▶ _Your goal_
Repeat word for word the part of the New York UCC article starting with "In regard to" and going on through "for such debtor.".

▶ _Extract_

For more information, please check out the following articles on the Real Estate Legal Update blog:

New York’s Revised UCC – Winds of Change (Part 2 of 2)

In this second and last part of this series (click here for Part 1) we discuss the changes to Article 9 (Secured Transactions) of the Uniform Commercial Code of the State of New York (the “NYUCC”), as recently amended by Chapter 505 of the New York Assembly Session Laws of 2014 (the “Act”) and the pitfalls to beware of given differences between the NYUCC, as amended, and those recommended amendments by the National Commissioners on Uniform State Laws (“NCCUSL”) and the American Law Institute (“ALI”).

NYUCC Article 9 (Secured Transactions)

As revised, Article 9 prescribes new requirements for NYUCC financing statements with respect to individual debtors, certain business trusts, decedent’s estates and trusts.

The most important concern that arises for creditors is whether the Act invalidates filed financing statements naming individual debtors. This is because the Act fails to adopt the detailed set of transition rules contained in the 2010 amendments (the “proposed amendments”) promulgated by NCCUSL and ALI. As a result, debtors and creditors should be aware of the new provisions as they may need to:

  • revise their forms of UCC-1 statement and procedures for NYUCC filings;
  • amend pre-existing UCC-1 financing statements;
  • revise collateral documentation; and
  • understand how the differences between the NYUCC as revised and the Uniform Commercial Code as in effect in other states can impact the creation and perfection of security interests when the governing law is not that of the NYUCC.

Collateral Documentation

The Act provides for additional methods of obtaining control of a deposit account. Accordingly, a secured party can achieve control:

  • through an agent;
  • by the acknowledgement that a party already in control holds for its benefit;
  • by listing its name on the account; or
  • by indicating in the name on the account that she holds a security interest.

As a result, parties to secured transactions and their counsel may need to revise their forms of security agreements granting security over cash deposits, to provide that perfection of security by control can arise through a contractual relationship with another party gaining or previously having control over the deposit account.

Further, the Act adopts a non-uniform provision, modelled after the Uniform Commercial Code as in effect in the State of Delaware, providing that a secured party shall be deemed to have control over a deposit account, even if the depository bank’s obligation to comply with instructions from the secured party under the relevant deposit account control agreement is subject to conditions set by said depository bank, as long as such conditions do not include the requirement of further consents from the debtor. Parties should be aware that provisions in deposit account control agreements reflecting this change may not be effective in transactions where the cash collateral is not governed by the NYUCC however, as such revisions are not in effect in several other states.

UCC-1 Financing Statements

The Act adopts certain important revisions with respect to naming individual debtors and registered entity debtors on UCC-1 financing statements. However, it does not adopt uniform revisions eliminating some requirements with respect to the form of the UCC-1 financing statements to be filed, even though such revisions are in effect in most other states.

Naming Individual Debtors

In regard to sufficiency of an individual debtor’s name as set out in Article 9 Section 503(a)(4), the Act adopts the Alternative A “Only If” approach suggested by the proposed amendments. This means that the name used for an individual on a financing statement must now reflect the name set forth in her current driver’s license.

Naming Registered Entity Debtors

With respect to debtors that are organizations, the Act retains the requirement that the financing statement provide the type of organization and jurisdiction of organization for such debtor.

▶ _Records provided_

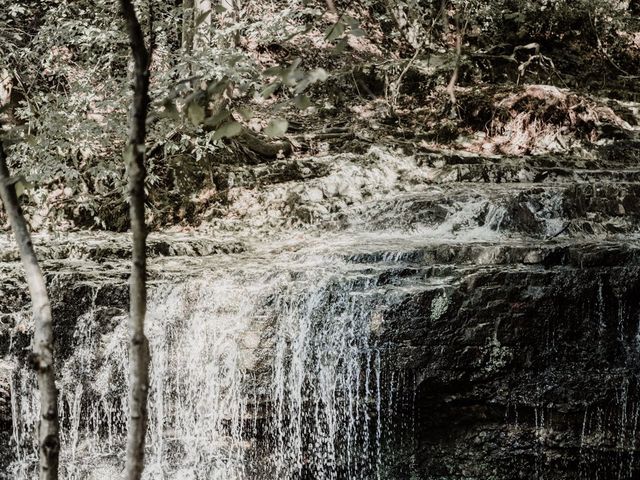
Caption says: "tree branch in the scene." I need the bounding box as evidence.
[0,132,60,480]
[120,0,151,480]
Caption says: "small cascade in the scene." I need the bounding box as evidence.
[11,251,413,480]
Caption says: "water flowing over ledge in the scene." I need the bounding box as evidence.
[0,144,640,480]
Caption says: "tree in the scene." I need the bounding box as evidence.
[120,0,151,480]
[0,133,60,480]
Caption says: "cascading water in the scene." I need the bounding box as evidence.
[8,248,418,480]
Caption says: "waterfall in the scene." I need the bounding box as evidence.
[9,249,416,480]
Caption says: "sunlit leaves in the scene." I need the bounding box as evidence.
[212,120,242,140]
[264,118,289,137]
[187,101,205,127]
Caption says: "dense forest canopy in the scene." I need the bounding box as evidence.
[0,0,640,230]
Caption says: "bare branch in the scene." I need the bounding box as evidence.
[120,0,151,480]
[0,133,60,480]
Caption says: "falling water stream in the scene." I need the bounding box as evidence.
[10,234,428,480]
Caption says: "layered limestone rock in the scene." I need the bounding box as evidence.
[0,139,640,480]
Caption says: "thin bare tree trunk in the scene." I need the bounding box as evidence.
[447,12,462,108]
[0,135,60,480]
[120,0,151,480]
[182,0,195,54]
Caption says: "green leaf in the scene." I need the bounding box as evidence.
[187,102,204,127]
[122,143,135,166]
[160,99,180,120]
[331,38,347,55]
[264,118,289,137]
[195,10,211,28]
[207,76,230,97]
[293,95,311,110]
[236,107,253,122]
[260,82,281,98]
[213,120,242,140]
[204,108,231,128]
[262,66,284,77]
[14,175,33,198]
[324,21,344,42]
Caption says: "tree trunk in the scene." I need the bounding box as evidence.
[182,0,195,54]
[0,136,60,480]
[120,0,150,480]
[193,0,212,50]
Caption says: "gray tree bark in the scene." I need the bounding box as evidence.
[120,0,151,480]
[182,0,195,53]
[0,133,60,480]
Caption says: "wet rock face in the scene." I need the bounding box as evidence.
[383,264,640,479]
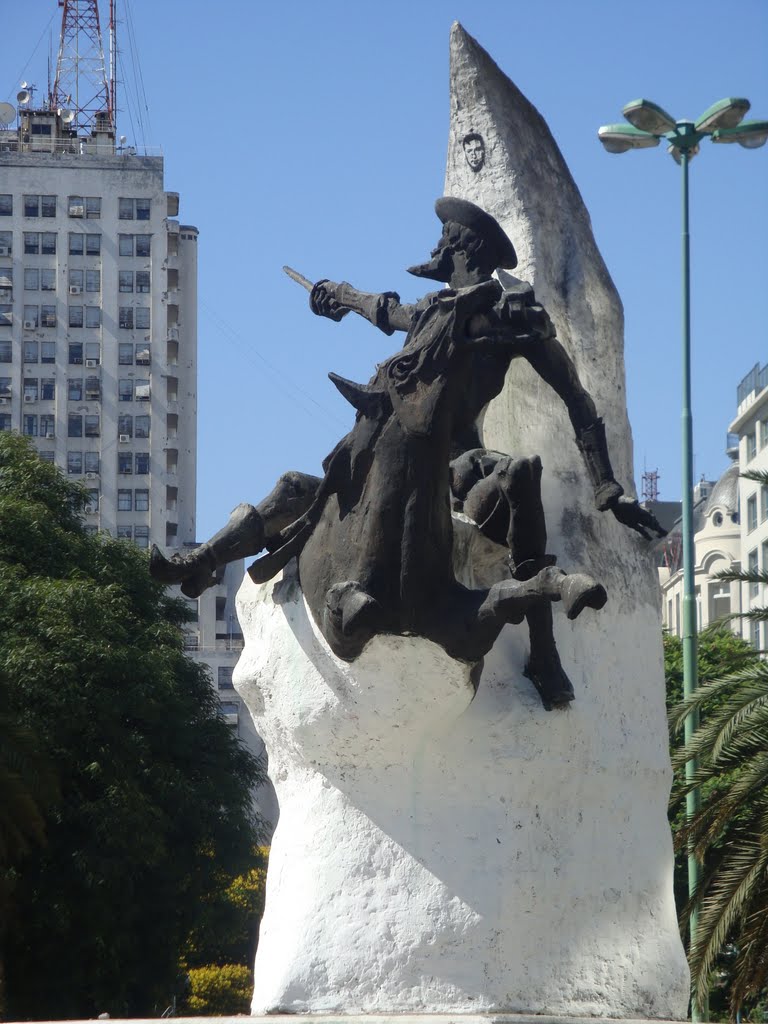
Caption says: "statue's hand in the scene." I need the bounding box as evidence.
[309,281,349,321]
[610,495,667,541]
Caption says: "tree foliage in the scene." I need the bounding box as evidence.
[0,434,261,1019]
[671,503,768,1017]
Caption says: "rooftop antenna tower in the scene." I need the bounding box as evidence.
[51,0,115,134]
[642,469,658,502]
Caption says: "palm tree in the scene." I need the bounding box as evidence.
[671,472,768,1018]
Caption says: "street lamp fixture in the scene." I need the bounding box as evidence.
[597,96,768,1021]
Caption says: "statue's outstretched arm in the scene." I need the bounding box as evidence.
[309,281,420,334]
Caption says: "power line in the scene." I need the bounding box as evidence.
[200,299,349,430]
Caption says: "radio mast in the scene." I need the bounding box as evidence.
[51,0,115,134]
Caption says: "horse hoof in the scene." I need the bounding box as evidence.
[560,572,608,618]
[522,658,574,711]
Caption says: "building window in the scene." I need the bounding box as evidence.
[24,196,56,217]
[746,548,760,598]
[746,495,758,534]
[217,665,234,690]
[750,620,760,650]
[745,430,758,462]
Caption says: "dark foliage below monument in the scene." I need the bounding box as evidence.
[665,618,768,1020]
[0,434,261,1019]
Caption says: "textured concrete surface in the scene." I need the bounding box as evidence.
[230,18,688,1022]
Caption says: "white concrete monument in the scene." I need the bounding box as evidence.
[234,19,688,1019]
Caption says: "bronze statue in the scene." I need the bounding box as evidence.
[151,197,662,708]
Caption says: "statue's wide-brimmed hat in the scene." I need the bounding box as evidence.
[434,196,517,270]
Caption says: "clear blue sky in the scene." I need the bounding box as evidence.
[0,0,768,538]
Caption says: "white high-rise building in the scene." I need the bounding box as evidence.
[0,109,198,548]
[0,86,276,821]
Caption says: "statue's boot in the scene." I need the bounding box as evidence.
[150,504,264,597]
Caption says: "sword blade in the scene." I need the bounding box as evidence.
[283,266,314,292]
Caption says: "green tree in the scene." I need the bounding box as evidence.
[672,491,768,1017]
[0,434,261,1019]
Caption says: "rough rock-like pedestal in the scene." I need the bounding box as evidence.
[234,19,688,1019]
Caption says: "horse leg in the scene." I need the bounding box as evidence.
[150,472,319,597]
[323,580,385,662]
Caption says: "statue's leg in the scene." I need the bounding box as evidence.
[150,472,319,597]
[494,456,605,709]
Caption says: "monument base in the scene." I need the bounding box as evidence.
[234,552,689,1022]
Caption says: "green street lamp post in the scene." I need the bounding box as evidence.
[597,98,768,1021]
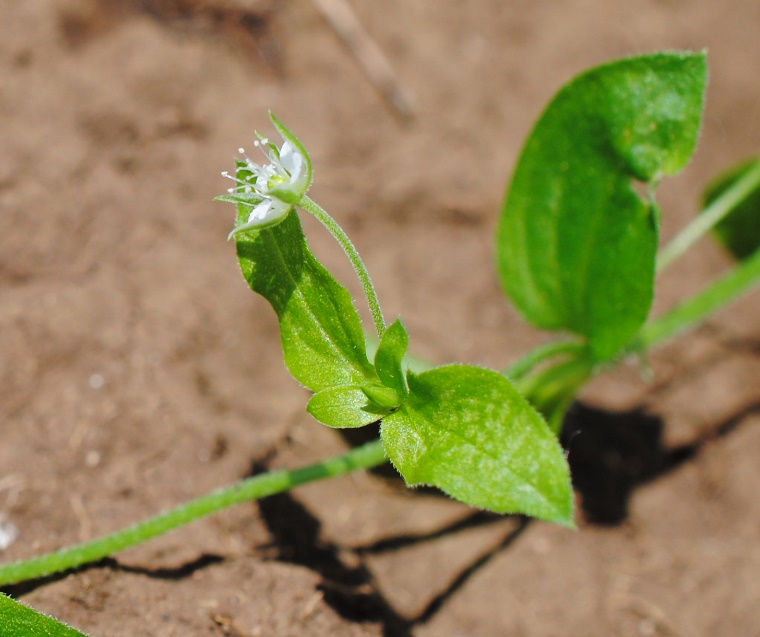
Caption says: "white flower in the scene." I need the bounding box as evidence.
[217,114,312,239]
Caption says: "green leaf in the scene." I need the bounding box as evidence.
[0,593,86,637]
[381,365,573,526]
[704,157,760,261]
[236,206,377,392]
[375,318,409,396]
[497,53,707,361]
[306,385,388,429]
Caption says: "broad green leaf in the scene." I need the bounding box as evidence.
[497,53,707,361]
[306,385,386,429]
[381,365,573,526]
[0,593,86,637]
[375,319,409,396]
[704,157,760,261]
[236,206,377,392]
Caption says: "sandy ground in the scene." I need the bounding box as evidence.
[0,0,760,637]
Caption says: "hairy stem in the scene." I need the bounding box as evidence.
[298,195,385,336]
[0,439,387,585]
[502,341,588,383]
[629,249,760,351]
[657,159,760,274]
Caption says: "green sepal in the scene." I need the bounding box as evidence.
[381,365,573,526]
[306,385,389,429]
[704,157,760,261]
[235,205,377,392]
[0,593,87,637]
[361,383,403,410]
[497,53,707,362]
[375,318,409,398]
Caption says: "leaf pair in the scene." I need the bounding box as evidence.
[236,202,573,525]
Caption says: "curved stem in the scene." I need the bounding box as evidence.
[298,195,385,336]
[0,439,387,585]
[657,159,760,274]
[628,248,760,352]
[502,340,587,382]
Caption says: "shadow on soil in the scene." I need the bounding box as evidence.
[0,403,760,637]
[252,403,760,637]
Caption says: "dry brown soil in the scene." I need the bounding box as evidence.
[0,0,760,637]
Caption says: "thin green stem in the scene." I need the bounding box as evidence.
[657,159,760,274]
[0,440,387,585]
[502,341,586,382]
[628,249,760,351]
[298,195,385,336]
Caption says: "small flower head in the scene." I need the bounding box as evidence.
[216,113,312,239]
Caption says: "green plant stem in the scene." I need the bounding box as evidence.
[0,439,387,585]
[298,195,385,337]
[657,159,760,274]
[628,249,760,351]
[502,341,587,382]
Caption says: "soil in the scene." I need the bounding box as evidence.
[0,0,760,637]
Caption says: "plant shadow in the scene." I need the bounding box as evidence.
[253,403,760,637]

▶ _Task output_
In regard to sufficiency of an individual debtor’s name as set out in Article 9 Section 503(a)(4), the Act adopts the Alternative A “Only If” approach suggested by the proposed amendments. This means that the name used for an individual on a financing statement must now reflect the name set forth in her current driver’s license.

Naming Registered Entity Debtors

With respect to debtors that are organizations, the Act retains the requirement that the financing statement provide the type of organization and jurisdiction of organization for such debtor.